◆ MATERIAL FOR THIS TASK

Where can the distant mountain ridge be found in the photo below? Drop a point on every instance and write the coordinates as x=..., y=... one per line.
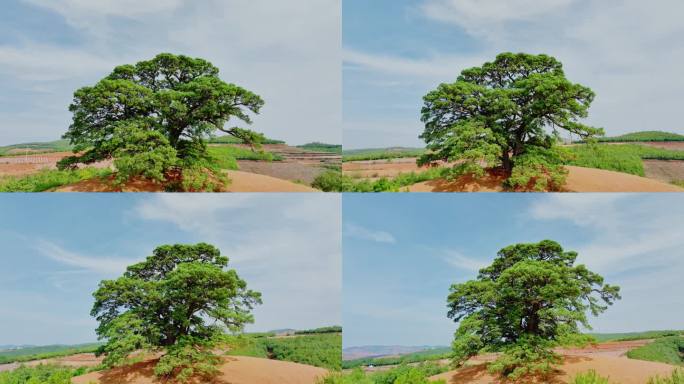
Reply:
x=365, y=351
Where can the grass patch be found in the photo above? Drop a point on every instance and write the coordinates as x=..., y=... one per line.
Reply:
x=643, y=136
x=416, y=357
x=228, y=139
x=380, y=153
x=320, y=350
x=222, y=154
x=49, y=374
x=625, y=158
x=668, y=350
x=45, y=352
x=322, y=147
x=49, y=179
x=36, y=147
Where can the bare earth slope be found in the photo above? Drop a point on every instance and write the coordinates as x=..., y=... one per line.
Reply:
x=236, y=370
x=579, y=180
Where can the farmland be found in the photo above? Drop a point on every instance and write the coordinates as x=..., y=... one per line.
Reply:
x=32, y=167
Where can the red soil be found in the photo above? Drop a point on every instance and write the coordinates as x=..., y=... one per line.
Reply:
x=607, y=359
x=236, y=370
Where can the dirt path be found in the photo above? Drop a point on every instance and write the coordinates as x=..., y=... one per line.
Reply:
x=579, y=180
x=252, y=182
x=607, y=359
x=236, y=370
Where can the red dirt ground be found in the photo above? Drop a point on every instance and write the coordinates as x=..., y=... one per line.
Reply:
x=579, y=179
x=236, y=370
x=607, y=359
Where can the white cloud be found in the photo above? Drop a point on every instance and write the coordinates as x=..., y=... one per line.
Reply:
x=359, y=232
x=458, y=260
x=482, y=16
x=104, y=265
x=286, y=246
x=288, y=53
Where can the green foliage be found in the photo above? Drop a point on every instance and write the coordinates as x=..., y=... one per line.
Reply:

--

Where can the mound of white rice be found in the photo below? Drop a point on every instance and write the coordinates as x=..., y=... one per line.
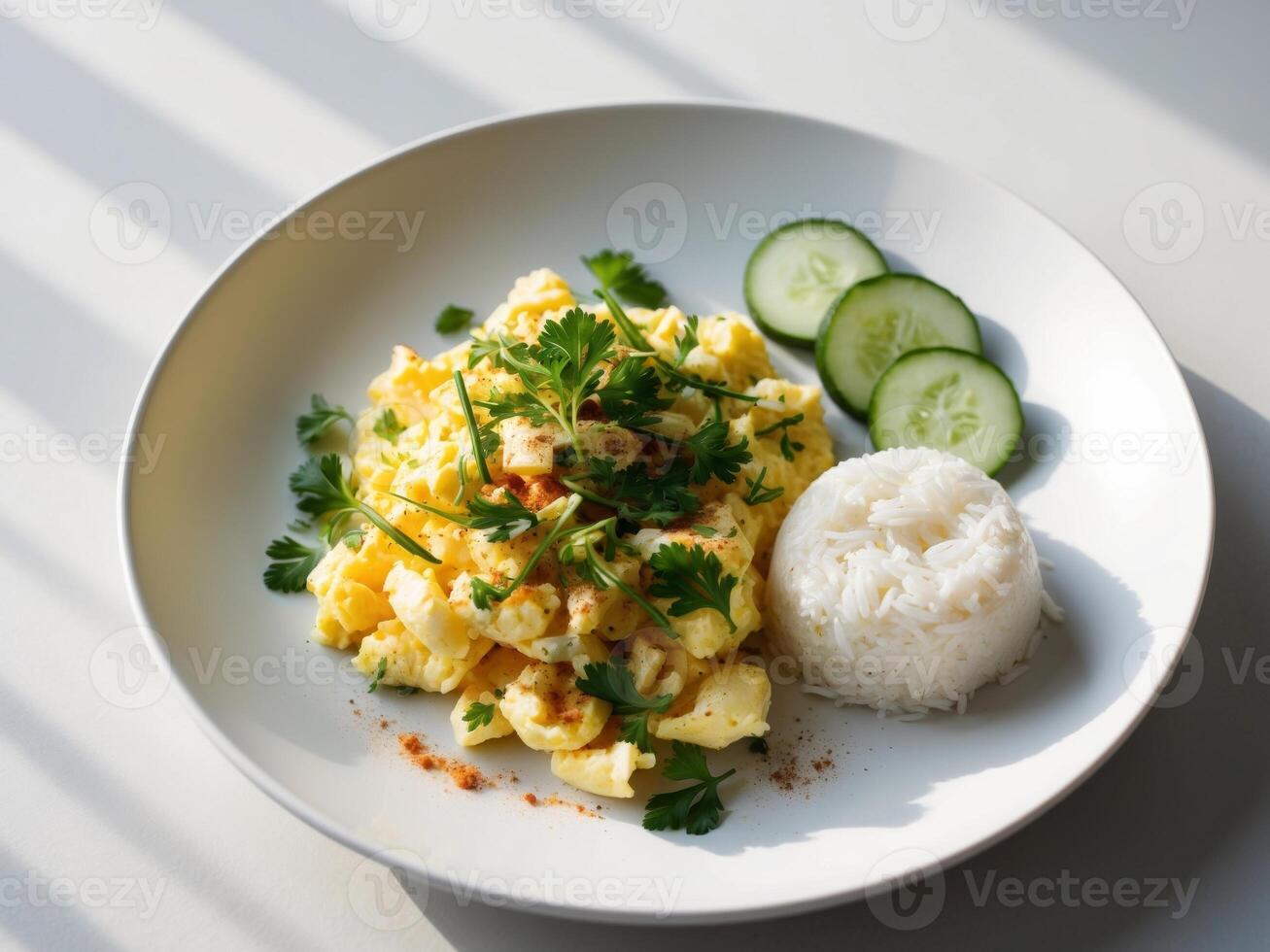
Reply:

◆ TO BE DONE
Can you convert the listing, from the line with "Where can the distant" through the line with "x=32, y=167", into a JSON list of strings with one string per line? Skip blank lines and leave out any picture.

◆ SOLUTION FOR THIS EXERCISE
[
  "Where can the distant mountain ridge be found in the photo below? Drop a point on every instance and write the coordinates as x=..., y=... one per line.",
  "Reply:",
  "x=365, y=351",
  "Where can the grass patch be found in the photo above? Drop a point on every instance and write the coordinates as x=..., y=... one per line.",
  "Reply:",
  "x=643, y=136",
  "x=416, y=357",
  "x=228, y=139",
  "x=380, y=153",
  "x=320, y=350",
  "x=222, y=154",
  "x=49, y=374",
  "x=625, y=158",
  "x=668, y=350",
  "x=45, y=352",
  "x=322, y=147",
  "x=49, y=179",
  "x=36, y=147",
  "Where can the bare earth slope be found in the photo above? Drop a point on every instance and write the coordinates as x=..., y=... one per line.",
  "Reply:",
  "x=236, y=370",
  "x=579, y=180",
  "Where can the farmland be found in the photo above? Drop a point on every instance and write the coordinates as x=..., y=... one per line.",
  "Reply:",
  "x=32, y=167"
]